Exercise description:
Repeat the records below line by line, exactly, finishing on the line that contains "Identify one point per instance of the chair leg".

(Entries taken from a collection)
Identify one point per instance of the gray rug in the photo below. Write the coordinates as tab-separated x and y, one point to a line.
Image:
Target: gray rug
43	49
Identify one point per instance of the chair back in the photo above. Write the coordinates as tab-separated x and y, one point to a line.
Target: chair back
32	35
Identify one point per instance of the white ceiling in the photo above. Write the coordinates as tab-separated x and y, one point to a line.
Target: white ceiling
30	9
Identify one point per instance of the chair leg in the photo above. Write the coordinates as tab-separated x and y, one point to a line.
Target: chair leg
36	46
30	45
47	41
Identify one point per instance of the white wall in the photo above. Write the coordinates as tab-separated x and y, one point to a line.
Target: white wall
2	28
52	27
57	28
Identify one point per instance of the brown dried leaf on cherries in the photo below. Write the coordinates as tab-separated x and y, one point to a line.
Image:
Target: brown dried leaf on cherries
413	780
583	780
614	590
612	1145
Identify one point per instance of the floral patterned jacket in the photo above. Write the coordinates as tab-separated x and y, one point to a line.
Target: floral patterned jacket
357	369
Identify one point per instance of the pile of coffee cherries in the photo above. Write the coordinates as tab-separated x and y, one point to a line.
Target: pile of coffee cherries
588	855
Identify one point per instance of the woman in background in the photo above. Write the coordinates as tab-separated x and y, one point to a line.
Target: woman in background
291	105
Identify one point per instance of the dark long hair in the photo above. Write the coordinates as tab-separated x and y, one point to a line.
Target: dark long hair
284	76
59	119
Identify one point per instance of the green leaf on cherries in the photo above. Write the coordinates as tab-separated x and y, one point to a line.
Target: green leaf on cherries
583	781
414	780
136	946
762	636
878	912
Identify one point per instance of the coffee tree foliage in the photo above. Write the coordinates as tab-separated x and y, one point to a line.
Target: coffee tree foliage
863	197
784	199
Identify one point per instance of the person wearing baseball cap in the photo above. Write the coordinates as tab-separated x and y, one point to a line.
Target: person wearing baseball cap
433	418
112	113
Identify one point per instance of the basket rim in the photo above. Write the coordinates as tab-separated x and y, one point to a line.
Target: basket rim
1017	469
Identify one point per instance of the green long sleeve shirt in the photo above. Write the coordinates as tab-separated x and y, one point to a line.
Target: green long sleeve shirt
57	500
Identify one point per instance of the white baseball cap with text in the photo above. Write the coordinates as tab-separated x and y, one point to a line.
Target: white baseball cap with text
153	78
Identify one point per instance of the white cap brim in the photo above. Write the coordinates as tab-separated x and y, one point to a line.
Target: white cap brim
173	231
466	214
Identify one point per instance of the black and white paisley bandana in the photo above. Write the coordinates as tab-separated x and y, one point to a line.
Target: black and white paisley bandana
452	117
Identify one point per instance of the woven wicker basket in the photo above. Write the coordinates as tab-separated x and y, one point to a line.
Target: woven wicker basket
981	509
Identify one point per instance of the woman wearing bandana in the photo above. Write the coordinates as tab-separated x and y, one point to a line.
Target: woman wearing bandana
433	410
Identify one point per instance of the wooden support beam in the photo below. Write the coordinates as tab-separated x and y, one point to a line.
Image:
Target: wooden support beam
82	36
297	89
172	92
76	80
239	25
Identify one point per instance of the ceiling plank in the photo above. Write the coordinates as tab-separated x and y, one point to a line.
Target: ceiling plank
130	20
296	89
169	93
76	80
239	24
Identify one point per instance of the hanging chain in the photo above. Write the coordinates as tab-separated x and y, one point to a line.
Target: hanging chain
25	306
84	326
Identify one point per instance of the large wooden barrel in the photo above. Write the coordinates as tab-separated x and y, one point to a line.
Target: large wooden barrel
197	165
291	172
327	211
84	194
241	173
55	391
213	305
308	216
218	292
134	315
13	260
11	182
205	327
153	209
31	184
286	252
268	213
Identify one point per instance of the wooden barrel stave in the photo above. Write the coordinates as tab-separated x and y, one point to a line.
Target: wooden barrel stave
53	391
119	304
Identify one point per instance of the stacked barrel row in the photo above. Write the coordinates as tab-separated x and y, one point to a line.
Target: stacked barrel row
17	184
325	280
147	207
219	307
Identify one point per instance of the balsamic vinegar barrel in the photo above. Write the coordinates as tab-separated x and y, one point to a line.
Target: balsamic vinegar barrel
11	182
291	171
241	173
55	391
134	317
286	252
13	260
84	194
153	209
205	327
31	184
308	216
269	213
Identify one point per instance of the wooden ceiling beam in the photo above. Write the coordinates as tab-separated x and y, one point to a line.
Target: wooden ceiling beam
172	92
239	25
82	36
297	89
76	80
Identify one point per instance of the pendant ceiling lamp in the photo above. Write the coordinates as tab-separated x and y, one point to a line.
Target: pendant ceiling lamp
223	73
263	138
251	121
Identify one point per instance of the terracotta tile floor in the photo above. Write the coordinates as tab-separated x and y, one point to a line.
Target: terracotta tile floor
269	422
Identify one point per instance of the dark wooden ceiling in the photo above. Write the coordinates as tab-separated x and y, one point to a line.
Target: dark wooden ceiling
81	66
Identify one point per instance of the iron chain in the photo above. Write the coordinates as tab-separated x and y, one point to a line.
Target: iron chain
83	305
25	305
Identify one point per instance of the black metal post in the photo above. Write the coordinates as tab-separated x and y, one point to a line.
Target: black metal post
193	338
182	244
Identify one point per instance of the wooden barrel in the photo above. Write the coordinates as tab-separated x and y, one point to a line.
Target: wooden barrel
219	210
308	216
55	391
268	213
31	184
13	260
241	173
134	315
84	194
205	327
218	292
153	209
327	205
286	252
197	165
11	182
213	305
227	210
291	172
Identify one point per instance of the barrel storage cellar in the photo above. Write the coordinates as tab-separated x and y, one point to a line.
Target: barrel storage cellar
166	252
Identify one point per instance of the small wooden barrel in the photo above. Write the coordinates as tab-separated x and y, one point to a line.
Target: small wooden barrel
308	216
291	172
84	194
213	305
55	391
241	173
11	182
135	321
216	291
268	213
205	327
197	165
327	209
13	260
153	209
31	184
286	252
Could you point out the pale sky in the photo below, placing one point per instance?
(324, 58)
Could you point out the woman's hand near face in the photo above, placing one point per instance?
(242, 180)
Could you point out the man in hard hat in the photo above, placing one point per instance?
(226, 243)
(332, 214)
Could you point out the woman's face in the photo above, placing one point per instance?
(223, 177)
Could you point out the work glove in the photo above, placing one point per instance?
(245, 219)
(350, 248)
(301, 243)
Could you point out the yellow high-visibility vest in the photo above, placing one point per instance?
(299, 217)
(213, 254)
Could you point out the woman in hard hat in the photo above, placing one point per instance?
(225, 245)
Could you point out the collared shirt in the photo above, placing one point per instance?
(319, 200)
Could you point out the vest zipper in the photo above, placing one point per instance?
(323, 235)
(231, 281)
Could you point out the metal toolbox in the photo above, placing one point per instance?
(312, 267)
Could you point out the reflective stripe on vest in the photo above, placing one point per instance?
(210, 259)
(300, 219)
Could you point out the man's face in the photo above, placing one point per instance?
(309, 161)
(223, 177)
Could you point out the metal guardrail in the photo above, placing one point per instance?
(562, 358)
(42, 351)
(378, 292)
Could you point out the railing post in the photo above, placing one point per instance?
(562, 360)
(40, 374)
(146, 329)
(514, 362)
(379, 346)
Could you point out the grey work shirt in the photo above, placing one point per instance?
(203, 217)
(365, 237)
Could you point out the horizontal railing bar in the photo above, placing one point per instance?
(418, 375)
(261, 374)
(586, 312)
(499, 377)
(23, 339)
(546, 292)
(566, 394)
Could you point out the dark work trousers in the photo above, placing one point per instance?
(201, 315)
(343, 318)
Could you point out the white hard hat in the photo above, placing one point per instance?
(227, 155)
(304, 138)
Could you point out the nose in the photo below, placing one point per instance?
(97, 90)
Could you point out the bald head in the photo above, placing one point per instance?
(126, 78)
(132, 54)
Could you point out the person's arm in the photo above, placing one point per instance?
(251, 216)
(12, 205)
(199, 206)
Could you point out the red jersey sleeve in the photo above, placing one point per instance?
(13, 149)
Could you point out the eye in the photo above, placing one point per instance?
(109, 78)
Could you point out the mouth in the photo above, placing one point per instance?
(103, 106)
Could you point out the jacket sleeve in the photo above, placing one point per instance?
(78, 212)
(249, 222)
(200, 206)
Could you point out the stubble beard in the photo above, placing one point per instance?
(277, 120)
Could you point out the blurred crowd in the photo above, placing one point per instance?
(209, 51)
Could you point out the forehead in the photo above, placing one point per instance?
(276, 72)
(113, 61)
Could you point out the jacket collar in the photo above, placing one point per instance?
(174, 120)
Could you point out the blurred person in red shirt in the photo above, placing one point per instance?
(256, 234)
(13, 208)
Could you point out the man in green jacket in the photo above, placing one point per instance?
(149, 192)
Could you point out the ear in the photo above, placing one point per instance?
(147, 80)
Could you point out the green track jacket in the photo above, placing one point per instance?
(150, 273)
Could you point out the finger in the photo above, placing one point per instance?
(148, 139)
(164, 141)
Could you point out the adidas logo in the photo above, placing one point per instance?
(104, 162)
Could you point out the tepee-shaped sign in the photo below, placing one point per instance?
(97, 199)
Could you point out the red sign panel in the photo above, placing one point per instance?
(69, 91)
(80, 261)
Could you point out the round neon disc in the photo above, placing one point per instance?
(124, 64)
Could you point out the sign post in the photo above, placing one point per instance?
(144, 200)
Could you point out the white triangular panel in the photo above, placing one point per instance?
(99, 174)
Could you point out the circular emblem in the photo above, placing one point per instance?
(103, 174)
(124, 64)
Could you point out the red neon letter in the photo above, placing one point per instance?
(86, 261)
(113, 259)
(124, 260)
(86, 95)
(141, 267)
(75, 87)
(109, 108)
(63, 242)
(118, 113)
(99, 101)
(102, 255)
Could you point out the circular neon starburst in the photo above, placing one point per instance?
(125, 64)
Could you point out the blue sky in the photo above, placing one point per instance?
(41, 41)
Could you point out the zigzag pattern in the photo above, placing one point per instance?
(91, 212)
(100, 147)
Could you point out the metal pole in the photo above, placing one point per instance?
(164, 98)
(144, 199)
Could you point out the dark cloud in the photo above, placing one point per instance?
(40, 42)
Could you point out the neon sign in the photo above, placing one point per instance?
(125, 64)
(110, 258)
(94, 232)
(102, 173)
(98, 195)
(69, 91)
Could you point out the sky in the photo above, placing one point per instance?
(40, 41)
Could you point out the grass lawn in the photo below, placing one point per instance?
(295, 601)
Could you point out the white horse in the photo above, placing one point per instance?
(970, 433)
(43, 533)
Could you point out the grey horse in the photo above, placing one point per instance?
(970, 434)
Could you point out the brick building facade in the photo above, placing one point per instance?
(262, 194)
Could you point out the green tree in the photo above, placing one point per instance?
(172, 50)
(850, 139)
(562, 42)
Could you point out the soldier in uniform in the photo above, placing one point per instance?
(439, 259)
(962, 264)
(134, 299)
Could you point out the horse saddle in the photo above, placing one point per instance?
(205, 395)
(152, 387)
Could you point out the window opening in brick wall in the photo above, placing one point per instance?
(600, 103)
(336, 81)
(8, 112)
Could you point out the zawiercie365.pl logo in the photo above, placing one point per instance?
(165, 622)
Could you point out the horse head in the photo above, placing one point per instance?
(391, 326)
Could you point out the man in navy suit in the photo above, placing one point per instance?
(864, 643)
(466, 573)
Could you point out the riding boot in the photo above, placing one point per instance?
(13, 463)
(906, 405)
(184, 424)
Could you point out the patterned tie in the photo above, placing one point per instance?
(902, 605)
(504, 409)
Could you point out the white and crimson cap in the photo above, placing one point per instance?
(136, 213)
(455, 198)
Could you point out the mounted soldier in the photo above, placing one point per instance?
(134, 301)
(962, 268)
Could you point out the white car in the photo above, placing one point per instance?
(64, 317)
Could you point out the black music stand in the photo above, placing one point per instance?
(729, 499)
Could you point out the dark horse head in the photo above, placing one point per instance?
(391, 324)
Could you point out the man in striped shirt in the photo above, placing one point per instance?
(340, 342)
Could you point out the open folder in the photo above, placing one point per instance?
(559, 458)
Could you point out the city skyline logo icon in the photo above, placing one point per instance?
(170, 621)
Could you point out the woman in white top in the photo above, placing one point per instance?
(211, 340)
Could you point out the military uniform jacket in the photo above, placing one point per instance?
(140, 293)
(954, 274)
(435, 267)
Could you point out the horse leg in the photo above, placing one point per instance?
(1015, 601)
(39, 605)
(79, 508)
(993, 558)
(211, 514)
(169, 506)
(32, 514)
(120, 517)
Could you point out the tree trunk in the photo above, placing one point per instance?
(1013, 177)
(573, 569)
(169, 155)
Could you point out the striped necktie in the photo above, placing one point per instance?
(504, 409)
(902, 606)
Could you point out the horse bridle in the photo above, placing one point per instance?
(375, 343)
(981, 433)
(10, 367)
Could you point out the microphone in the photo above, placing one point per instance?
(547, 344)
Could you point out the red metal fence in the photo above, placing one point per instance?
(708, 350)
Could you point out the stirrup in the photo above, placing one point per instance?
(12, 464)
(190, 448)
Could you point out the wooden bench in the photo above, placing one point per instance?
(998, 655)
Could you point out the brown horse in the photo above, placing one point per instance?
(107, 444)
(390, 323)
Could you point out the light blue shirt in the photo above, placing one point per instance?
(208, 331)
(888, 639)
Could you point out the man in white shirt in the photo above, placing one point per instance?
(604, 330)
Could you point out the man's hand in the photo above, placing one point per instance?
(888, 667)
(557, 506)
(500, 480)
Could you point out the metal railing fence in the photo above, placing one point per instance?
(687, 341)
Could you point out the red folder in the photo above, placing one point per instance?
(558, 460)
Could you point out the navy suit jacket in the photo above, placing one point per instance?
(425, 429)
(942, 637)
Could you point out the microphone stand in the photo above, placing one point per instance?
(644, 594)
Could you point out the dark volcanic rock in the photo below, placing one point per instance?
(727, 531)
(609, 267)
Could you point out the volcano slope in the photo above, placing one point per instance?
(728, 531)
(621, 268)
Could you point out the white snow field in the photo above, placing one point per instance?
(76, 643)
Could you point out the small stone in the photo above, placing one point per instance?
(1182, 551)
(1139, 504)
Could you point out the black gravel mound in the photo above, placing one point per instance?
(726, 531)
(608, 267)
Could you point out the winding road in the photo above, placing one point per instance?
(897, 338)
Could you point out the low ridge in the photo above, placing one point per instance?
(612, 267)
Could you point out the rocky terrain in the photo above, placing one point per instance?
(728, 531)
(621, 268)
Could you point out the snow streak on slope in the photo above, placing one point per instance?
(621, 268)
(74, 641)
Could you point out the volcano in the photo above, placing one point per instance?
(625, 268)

Final answer:
Identify one point per instance of the gray rug in the photo below. Write the coordinates as tab-separated x and y, one point to a line.
Image:
Target: gray rug
43	49
Identify one point per instance of the chair back in the photo above. Write the coordinates as tab-separated x and y, one point to a line.
Target: chair back
32	35
Identify one point per instance of the white ceiling in the photo above. Write the coordinates as tab-separated x and y, one point to a line.
Target: white ceiling
30	9
Identify one point per instance of the chair leg in the photo above. Write the coordinates as tab-separated x and y, one point to a line.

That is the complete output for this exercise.